Records shown:
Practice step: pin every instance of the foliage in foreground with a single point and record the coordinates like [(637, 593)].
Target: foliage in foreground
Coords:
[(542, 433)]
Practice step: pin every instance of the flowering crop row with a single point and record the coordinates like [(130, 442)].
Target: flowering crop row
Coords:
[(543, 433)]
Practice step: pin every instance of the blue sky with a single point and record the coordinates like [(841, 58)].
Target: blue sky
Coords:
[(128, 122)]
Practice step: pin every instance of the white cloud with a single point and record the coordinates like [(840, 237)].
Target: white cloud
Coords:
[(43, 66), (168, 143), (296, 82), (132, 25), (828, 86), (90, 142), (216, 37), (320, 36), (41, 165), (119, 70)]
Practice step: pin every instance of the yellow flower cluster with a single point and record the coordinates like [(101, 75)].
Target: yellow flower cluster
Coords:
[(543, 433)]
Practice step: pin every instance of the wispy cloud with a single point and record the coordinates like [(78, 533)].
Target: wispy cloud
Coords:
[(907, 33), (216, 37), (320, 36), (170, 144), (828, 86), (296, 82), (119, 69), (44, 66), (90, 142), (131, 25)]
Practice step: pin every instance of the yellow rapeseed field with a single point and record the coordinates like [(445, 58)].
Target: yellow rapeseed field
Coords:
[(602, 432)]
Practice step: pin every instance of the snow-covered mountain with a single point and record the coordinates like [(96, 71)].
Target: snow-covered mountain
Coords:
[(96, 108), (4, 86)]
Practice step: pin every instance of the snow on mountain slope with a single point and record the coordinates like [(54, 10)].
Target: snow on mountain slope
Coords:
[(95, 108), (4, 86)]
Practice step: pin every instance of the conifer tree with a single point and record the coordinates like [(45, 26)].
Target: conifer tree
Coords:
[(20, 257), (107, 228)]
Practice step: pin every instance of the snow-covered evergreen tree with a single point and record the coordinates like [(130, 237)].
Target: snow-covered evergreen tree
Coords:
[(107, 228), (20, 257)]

To be done: Please recast every line of the items above as a JSON list of strings, one string per line, with blank lines left out.

Response to the task:
[
  "Practice step: pin every instance of the foliage in foreground with a single point and record the coordinates like [(637, 593)].",
  "Target: foliage in foreground",
  "Coords:",
  "[(542, 433)]",
  "Practice step: pin every instance of the flowering crop row with a single point and record the coordinates like [(130, 442)].",
  "Target: flowering crop row",
  "Coords:",
  "[(543, 433)]",
  "Practice step: pin every instance of the blue sky with a single point and record the coordinates like [(841, 58)].",
  "Target: blue sky",
  "Coords:",
  "[(128, 122)]",
  "Practice step: pin every instance of the white cloud with a single point and record the coordinates like [(840, 237)].",
  "Target: white cloud",
  "Coords:",
  "[(43, 66), (168, 143), (296, 82), (132, 25), (828, 86), (90, 142), (216, 37), (320, 36), (41, 165), (119, 70)]",
  "Practice step: pin every instance of the yellow flower cluster with a single point and record the coordinates like [(101, 75)].",
  "Target: yellow flower cluster",
  "Coords:",
  "[(543, 433)]",
  "Practice step: pin every instance of the wispy cloud with a single point and record the coordinates like [(78, 533)].",
  "Target: wispy cloud",
  "Coords:",
  "[(907, 33), (216, 37), (320, 36), (170, 144), (828, 86), (296, 82), (119, 69), (44, 66), (90, 142), (131, 25)]",
  "Practice step: pin every instance of the yellow rapeseed field with a single point and record the coordinates like [(445, 58)].",
  "Target: yellow rapeseed field",
  "Coords:",
  "[(602, 432)]",
  "Practice step: pin every instance of the snow-covered mountain with a single point and record the coordinates like [(96, 71)].",
  "Target: snow-covered mountain",
  "Coords:",
  "[(96, 108), (4, 86)]",
  "Practice step: pin every instance of the snow on mountain slope with a single point and record the coordinates like [(54, 10)].",
  "Target: snow on mountain slope",
  "Coords:",
  "[(95, 108), (4, 86)]",
  "Practice step: pin every instance of the conifer tree with a single point and record the coordinates like [(45, 26)].",
  "Target: conifer tree",
  "Coords:",
  "[(20, 257), (107, 228)]",
  "Practice step: pin every instance of the snow-covered evergreen tree with a single point and record the coordinates like [(130, 237)].",
  "Target: snow-covered evergreen tree",
  "Coords:",
  "[(107, 228), (20, 257)]"
]